[Records from a point labeling set]
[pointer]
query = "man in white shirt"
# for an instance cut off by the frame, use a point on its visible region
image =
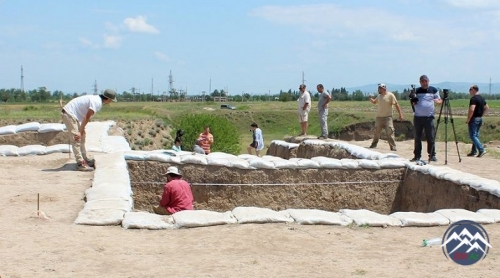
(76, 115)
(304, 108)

...

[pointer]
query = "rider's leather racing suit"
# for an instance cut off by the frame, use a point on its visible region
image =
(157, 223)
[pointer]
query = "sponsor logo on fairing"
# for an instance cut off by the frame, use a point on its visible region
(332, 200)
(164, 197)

---

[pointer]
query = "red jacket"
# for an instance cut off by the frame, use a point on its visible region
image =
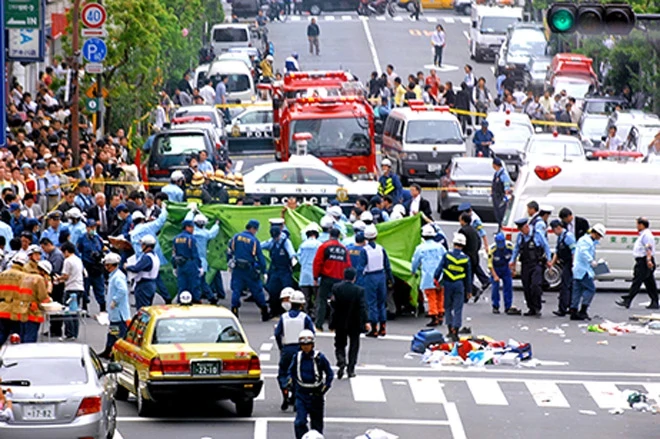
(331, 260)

• [Written task] From the data above, report each line that contains the word "query".

• [Task response]
query = "man in white shirt"
query = "rider's leather racing suit"
query = "sponsor logo on fairing"
query = "red jacket"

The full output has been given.